== Data provided

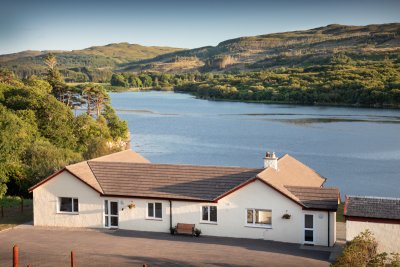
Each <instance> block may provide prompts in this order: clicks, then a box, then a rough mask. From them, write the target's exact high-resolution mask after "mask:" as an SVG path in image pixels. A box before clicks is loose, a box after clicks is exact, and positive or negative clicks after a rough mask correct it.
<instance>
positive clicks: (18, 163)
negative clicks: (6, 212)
mask: <svg viewBox="0 0 400 267" xmlns="http://www.w3.org/2000/svg"><path fill="white" fill-rule="evenodd" d="M34 136H35V130H34V129H33V128H32V127H31V126H30V125H29V124H27V123H26V122H24V121H23V120H22V119H20V118H19V117H18V116H17V115H15V114H13V113H12V112H10V111H9V110H7V109H6V108H5V107H4V106H3V105H1V104H0V198H1V197H2V196H3V195H4V194H5V193H6V191H7V185H6V184H7V182H9V180H10V176H13V177H15V176H17V177H18V176H21V175H22V173H23V162H22V161H21V156H22V155H23V153H24V151H25V149H26V147H28V145H29V144H30V142H31V141H32V139H33V138H34Z"/></svg>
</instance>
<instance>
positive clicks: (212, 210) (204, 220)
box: [201, 206, 217, 223]
mask: <svg viewBox="0 0 400 267" xmlns="http://www.w3.org/2000/svg"><path fill="white" fill-rule="evenodd" d="M201 221H202V222H208V223H216V222H217V206H202V207H201Z"/></svg>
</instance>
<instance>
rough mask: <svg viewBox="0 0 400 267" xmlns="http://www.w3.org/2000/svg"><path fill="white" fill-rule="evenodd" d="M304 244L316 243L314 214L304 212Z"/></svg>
mask: <svg viewBox="0 0 400 267" xmlns="http://www.w3.org/2000/svg"><path fill="white" fill-rule="evenodd" d="M304 244H310V245H313V244H314V215H313V214H304Z"/></svg>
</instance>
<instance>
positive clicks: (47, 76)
mask: <svg viewBox="0 0 400 267" xmlns="http://www.w3.org/2000/svg"><path fill="white" fill-rule="evenodd" d="M44 64H45V65H46V66H47V81H48V82H49V84H50V85H51V87H52V90H51V92H52V94H53V95H54V96H55V97H56V98H57V100H58V101H61V102H63V103H64V104H66V105H67V106H70V105H71V104H72V103H71V97H72V92H71V90H70V88H69V87H68V86H67V85H66V84H65V82H64V79H63V77H62V75H61V73H60V71H59V70H58V69H57V67H56V66H57V58H56V56H55V55H54V54H51V53H50V54H48V55H47V56H46V57H45V59H44Z"/></svg>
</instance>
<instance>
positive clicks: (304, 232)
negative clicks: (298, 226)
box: [303, 213, 316, 245]
mask: <svg viewBox="0 0 400 267" xmlns="http://www.w3.org/2000/svg"><path fill="white" fill-rule="evenodd" d="M306 215H309V216H312V217H313V228H306ZM315 217H316V216H315V214H312V213H304V216H303V226H304V228H303V244H309V245H314V244H315V232H316V231H315ZM306 231H312V232H313V241H306Z"/></svg>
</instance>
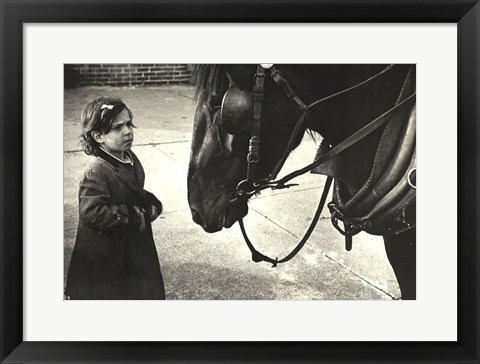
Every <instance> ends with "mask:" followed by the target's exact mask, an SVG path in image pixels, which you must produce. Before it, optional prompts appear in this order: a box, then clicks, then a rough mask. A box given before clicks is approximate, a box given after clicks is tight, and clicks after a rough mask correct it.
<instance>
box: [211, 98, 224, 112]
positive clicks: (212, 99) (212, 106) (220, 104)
mask: <svg viewBox="0 0 480 364" xmlns="http://www.w3.org/2000/svg"><path fill="white" fill-rule="evenodd" d="M222 99H223V95H217V94H214V95H212V96H211V98H210V107H211V108H212V109H215V110H218V109H220V108H221V107H222Z"/></svg>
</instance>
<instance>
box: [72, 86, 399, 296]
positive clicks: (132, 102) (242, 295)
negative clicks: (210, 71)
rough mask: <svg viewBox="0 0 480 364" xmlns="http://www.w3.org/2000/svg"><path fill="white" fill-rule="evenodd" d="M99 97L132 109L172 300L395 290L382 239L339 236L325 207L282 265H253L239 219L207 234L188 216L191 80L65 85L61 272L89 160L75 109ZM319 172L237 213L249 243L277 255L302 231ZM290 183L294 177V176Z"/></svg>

====

Rewrite all of the records above, changing every occurrence of "positive clicks" to "foreground clicks" and keeping everything else the same. Leave the pictures out of your answer.

Solution to this task =>
Each <instance> block may provide prompts in this order: clicks, then a box, then a rough mask. From them, write the target's exact high-resolution mask after "mask:" as an SVG path in image pixels. A box before clicks is loose, a box after clicks is exact, and positive or negative clicks after a rough mask correct it.
<instance>
foreground clicks: (18, 163)
negative clicks: (6, 212)
mask: <svg viewBox="0 0 400 267" xmlns="http://www.w3.org/2000/svg"><path fill="white" fill-rule="evenodd" d="M34 136H35V130H34V129H33V128H32V127H31V126H30V125H29V124H27V123H26V122H24V121H23V120H22V119H20V118H19V117H18V116H17V115H15V114H13V113H12V112H10V111H9V110H7V109H6V108H5V107H4V106H3V105H1V104H0V198H1V197H2V196H3V195H4V194H5V193H6V191H7V185H6V184H7V182H9V180H10V176H13V177H15V176H17V177H18V176H21V175H22V173H23V162H22V161H21V156H22V155H23V153H24V151H25V149H26V147H28V145H29V144H30V142H31V141H32V139H33V138H34Z"/></svg>
</instance>
<instance>
foreground clicks: (212, 210) (204, 220)
box: [201, 206, 217, 223]
mask: <svg viewBox="0 0 400 267" xmlns="http://www.w3.org/2000/svg"><path fill="white" fill-rule="evenodd" d="M201 221H202V222H208V223H216V222H217V206H202V207H201Z"/></svg>
</instance>
<instance>
rough mask: <svg viewBox="0 0 400 267" xmlns="http://www.w3.org/2000/svg"><path fill="white" fill-rule="evenodd" d="M304 244L316 243L314 214L304 212Z"/></svg>
mask: <svg viewBox="0 0 400 267" xmlns="http://www.w3.org/2000/svg"><path fill="white" fill-rule="evenodd" d="M304 244H310V245H313V244H314V215H313V214H304Z"/></svg>
</instance>
<instance>
foreground clicks: (47, 76)
mask: <svg viewBox="0 0 400 267" xmlns="http://www.w3.org/2000/svg"><path fill="white" fill-rule="evenodd" d="M44 64H45V65H46V66H47V81H48V82H49V84H50V85H51V87H52V90H51V92H52V94H53V95H54V96H55V97H56V98H57V100H58V101H61V102H63V103H64V104H66V105H67V106H70V105H71V104H72V103H71V97H72V92H71V90H70V88H69V87H68V86H67V85H66V84H65V82H64V79H63V77H62V75H61V73H60V71H59V70H58V69H57V67H56V66H57V58H56V56H55V55H54V54H51V53H50V54H48V55H47V56H46V57H45V59H44Z"/></svg>
</instance>
<instance>
foreground clicks: (304, 232)
negative clicks: (298, 226)
box: [303, 213, 316, 245]
mask: <svg viewBox="0 0 400 267" xmlns="http://www.w3.org/2000/svg"><path fill="white" fill-rule="evenodd" d="M306 215H309V216H312V217H313V228H306ZM315 217H316V216H315V214H312V213H304V216H303V226H304V228H303V244H309V245H314V244H315V232H316V231H315ZM306 231H312V232H313V241H306Z"/></svg>
</instance>
Every <instance> ends with "mask:" followed by the target's exact mask, an SVG path in image pixels, which you must produce. Before it, optional prompts appear in this order: a box, then clicks, then a rough mask. A box given before clicks is approximate, a box given after clicks is tight, and clicks after a rough mask correct it.
<instance>
box: [211, 98, 224, 112]
foreground clicks: (212, 99) (212, 106) (220, 104)
mask: <svg viewBox="0 0 480 364" xmlns="http://www.w3.org/2000/svg"><path fill="white" fill-rule="evenodd" d="M222 99H223V95H217V94H214V95H212V96H211V98H210V107H211V108H212V109H215V110H218V109H220V108H221V107H222Z"/></svg>
</instance>
<instance>
box: [72, 86, 399, 296]
foreground clicks: (132, 102) (242, 295)
negative clicks: (210, 71)
rough mask: <svg viewBox="0 0 480 364" xmlns="http://www.w3.org/2000/svg"><path fill="white" fill-rule="evenodd" d="M99 97L132 109L172 300L395 290L382 239L339 236L325 207L282 265H253L239 219L207 234L188 216L191 80L65 85L61 272L89 160L75 109ZM319 172L237 213L249 243L277 255L302 231ZM290 183L294 177V176Z"/></svg>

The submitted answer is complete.